Task brief
The answer must be an exact transcription of all the records below.

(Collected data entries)
────────────────
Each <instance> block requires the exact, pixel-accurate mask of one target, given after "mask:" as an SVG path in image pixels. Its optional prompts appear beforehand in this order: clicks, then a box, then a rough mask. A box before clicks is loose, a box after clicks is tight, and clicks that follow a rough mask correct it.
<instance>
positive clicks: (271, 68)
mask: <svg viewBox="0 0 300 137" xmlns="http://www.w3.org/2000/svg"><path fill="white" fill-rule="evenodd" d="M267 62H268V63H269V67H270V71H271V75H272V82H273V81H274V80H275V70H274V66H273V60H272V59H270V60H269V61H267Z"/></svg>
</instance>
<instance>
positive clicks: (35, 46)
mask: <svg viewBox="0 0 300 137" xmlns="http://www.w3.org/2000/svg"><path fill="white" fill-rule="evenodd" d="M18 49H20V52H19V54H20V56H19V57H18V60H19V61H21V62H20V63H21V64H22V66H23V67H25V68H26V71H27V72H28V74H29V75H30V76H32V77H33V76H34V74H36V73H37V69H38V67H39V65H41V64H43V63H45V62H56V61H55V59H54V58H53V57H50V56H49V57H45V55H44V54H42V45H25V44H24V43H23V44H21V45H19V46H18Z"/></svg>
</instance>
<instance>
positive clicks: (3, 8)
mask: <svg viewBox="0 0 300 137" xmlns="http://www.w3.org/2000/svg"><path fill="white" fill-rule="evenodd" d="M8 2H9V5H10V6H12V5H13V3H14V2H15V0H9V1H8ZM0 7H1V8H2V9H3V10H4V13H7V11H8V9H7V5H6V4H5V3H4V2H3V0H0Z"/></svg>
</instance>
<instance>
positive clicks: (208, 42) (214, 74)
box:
────────────────
Reply
Each <instance> block requires the exact, pixel-accurate mask of one target, given after "mask:" as an SVG path in image pixels. Its optional prompts appear beforehand in this order: clicks, then a box, then a rough mask. A box before clicks is loose, a box after clicks is tight, and clicks that follow a rough mask correct it.
<instance>
positive clicks: (271, 68)
mask: <svg viewBox="0 0 300 137" xmlns="http://www.w3.org/2000/svg"><path fill="white" fill-rule="evenodd" d="M267 62H268V63H269V67H270V71H271V75H272V82H273V81H274V80H275V70H274V66H273V60H272V59H270V60H269V61H267Z"/></svg>
</instance>
<instance>
positive clicks: (35, 46)
mask: <svg viewBox="0 0 300 137" xmlns="http://www.w3.org/2000/svg"><path fill="white" fill-rule="evenodd" d="M18 49H20V52H19V54H20V56H19V57H18V60H19V61H21V62H20V63H21V64H22V66H23V67H25V68H26V71H27V72H28V74H29V75H30V76H32V77H33V76H34V74H36V73H37V69H38V67H39V65H41V64H43V63H45V62H56V61H55V59H54V58H53V57H50V56H49V57H45V55H44V54H42V45H25V44H24V43H23V44H21V45H19V46H18Z"/></svg>
</instance>
<instance>
positive clicks: (3, 8)
mask: <svg viewBox="0 0 300 137" xmlns="http://www.w3.org/2000/svg"><path fill="white" fill-rule="evenodd" d="M8 2H9V5H10V6H12V5H13V3H14V2H15V0H9V1H8ZM0 7H1V8H2V9H3V10H4V13H7V11H8V9H7V5H6V4H5V3H4V2H3V0H0Z"/></svg>
</instance>
<instance>
positive clicks: (208, 42) (214, 74)
box:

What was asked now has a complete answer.